Task input.
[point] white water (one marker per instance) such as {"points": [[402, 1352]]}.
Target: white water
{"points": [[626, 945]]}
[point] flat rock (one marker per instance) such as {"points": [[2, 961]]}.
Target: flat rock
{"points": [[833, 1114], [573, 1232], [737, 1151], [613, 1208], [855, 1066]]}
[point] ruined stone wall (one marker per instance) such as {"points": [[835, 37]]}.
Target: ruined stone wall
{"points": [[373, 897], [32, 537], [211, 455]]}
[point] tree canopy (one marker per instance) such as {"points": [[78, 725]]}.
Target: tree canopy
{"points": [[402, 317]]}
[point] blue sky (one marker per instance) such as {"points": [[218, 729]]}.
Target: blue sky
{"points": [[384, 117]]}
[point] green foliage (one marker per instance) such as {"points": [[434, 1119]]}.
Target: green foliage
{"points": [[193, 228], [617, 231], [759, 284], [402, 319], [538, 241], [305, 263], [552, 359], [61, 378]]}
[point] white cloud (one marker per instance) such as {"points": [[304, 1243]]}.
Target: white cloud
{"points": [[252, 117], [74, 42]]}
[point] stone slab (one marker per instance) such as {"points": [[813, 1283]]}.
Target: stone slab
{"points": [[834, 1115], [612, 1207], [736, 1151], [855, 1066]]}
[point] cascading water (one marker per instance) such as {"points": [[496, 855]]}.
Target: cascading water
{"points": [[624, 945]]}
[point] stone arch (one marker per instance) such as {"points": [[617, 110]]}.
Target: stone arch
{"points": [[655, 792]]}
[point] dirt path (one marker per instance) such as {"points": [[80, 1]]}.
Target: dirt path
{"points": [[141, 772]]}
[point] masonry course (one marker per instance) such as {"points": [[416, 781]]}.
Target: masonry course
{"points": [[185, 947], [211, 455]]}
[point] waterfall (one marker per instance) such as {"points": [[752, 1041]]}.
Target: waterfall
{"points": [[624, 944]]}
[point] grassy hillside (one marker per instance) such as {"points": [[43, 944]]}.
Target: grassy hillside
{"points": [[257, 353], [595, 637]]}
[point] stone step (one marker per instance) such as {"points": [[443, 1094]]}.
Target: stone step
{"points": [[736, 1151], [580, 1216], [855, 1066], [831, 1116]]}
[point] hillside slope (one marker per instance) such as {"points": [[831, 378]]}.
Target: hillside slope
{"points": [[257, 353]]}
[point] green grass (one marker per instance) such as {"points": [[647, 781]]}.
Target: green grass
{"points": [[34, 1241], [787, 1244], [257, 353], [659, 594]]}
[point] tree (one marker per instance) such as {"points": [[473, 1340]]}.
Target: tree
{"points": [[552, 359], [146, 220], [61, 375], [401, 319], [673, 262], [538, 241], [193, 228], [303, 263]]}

What the exercise asks. Copy every line of the data word for word, from the line with "[point] tree (one" through the end of the data.

Completed exercise.
[point] tree (one marker per instance) such as {"points": [[473, 1340]]}.
Target: tree
{"points": [[552, 359], [146, 220], [61, 375], [401, 319], [673, 262], [538, 241], [193, 228], [303, 263]]}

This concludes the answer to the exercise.